### Fragmento para leer
+ + + +
La esterilla y el saco de dormir no te salvarán
del frío ni de los aldeanos homicidas
   Ya casi no hay luz cuando por fin llega a la ermita, así que renuncia a montar la tienda de campaña y opta por pasar la noche guarecido en el pórtico del templo. El frío no le deja pegar ojo, de forma que pasa el rato escuchando el programa deportivo de la medianoche que, entre interferencias, logra sintonizar en el transistor. De pronto, oye el ruido de un motor y unos faros surgen de la oscuridad. El coche se detiene a pocos metros del santuario, tan cerca que puede escuchar la música que suena en el interior de su habitáculo aunque las ventanillas permanecen cerradas.

   ¿Qué hará un vehículo a esas horas y en aquel rincón perdido? El cerebro de Dandochepazos empieza a trabajar, buscando un motivo que justifique aquella intempestiva visita. Lo más probable es que sea una pareja que no tiene otro lugar donde dedicarse a sus quehaceres. También podría tratarse de un grupo de chavales que han ido allí a soplarse unas cervezas.

   Sí, pero... ¿Y si no es así? Suposiciones nada tranquilizadoras empiezan a tomar forma en su imaginación. ¿Y si se trata de unos delincuentes que deciden apalearlo para hacerse con sus preciados pertrechos de cicloaventurero? ¿Y si es un pueblerino perturbado que le descerraja un tiro con una escopeta de caza? Mi camarada se mantiene alerta, en una tensa espera. Los minutos van pasando y el coche sigue allí, pero no sale nadie. Parece que no lo han visto. Un rato después, el vehículo arranca y vuelve a perderse en la negrura de la noche. Aliviado, Dandochepazos logra por fin echar una cabezada.
+ + + +
### Entradas de datos guardadas
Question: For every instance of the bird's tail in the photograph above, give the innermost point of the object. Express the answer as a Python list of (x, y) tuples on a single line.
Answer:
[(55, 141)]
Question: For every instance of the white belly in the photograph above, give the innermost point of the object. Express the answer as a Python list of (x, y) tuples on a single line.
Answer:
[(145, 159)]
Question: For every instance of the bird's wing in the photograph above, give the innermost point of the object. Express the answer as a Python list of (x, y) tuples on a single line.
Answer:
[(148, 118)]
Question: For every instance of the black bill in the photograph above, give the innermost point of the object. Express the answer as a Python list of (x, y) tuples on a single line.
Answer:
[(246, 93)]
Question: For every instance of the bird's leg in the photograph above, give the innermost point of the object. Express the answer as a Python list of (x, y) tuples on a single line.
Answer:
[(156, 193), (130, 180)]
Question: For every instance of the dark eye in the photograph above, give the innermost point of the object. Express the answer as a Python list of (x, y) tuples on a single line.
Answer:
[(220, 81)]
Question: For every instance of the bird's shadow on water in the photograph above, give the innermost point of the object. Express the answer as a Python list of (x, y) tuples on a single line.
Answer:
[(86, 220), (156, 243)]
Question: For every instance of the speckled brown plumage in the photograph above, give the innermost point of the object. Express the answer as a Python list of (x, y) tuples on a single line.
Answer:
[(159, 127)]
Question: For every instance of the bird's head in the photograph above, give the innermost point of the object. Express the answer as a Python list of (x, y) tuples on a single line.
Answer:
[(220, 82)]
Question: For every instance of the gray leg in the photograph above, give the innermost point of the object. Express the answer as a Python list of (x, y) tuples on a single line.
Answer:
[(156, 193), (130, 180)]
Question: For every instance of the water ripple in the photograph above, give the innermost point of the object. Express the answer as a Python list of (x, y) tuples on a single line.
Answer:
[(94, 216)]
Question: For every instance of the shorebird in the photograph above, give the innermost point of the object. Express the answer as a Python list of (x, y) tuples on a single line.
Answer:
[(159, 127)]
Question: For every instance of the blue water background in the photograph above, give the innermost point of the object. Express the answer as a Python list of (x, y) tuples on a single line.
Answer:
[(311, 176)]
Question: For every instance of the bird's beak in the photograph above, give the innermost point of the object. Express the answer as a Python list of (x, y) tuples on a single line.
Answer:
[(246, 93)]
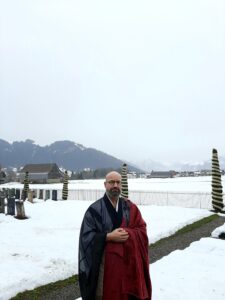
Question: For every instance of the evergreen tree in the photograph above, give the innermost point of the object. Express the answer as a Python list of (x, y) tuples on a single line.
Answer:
[(124, 183), (217, 190), (65, 187)]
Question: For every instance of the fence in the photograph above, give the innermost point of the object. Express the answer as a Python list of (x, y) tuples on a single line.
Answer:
[(182, 199)]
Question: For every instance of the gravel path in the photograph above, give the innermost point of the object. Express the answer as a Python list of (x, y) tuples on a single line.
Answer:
[(174, 243)]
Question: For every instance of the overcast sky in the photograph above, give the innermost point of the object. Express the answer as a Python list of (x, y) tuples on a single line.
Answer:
[(136, 79)]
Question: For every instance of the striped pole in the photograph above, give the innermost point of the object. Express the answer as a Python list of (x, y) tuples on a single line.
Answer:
[(25, 186), (65, 187), (124, 183), (217, 190)]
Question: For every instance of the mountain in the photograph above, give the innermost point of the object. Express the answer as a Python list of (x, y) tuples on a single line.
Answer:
[(149, 165), (66, 154)]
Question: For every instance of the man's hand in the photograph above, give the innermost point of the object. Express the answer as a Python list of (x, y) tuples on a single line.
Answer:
[(118, 235)]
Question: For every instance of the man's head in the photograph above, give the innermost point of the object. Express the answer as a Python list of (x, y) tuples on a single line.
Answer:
[(113, 184)]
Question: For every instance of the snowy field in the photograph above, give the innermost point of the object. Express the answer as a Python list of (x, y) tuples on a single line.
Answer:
[(44, 247)]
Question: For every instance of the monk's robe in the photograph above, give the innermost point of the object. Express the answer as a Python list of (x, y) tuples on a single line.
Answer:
[(126, 265)]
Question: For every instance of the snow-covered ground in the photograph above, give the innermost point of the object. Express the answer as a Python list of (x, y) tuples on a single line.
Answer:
[(44, 247)]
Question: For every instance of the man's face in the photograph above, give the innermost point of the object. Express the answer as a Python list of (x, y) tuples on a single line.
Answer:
[(113, 184)]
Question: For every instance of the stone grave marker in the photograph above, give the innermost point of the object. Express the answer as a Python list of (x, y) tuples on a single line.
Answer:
+ + + +
Convierte en una lista breve el párrafo del fragmento que empieza «Ya casi no hay luz», conservando sus hechos principales.

### Solución
- Llega a la ermita casi sin luz y, en lugar de montar la tienda de campaña, pasa la noche en el pórtico del templo.
- El frío no le deja dormir, así que escucha en el transistor, entre interferencias, el programa deportivo de medianoche.
- De pronto oye un motor y aparecen unos faros en la oscuridad.
- El coche se detiene a pocos metros del santuario. Desde allí se oye la música de su interior, aunque las ventanillas siguen cerradas.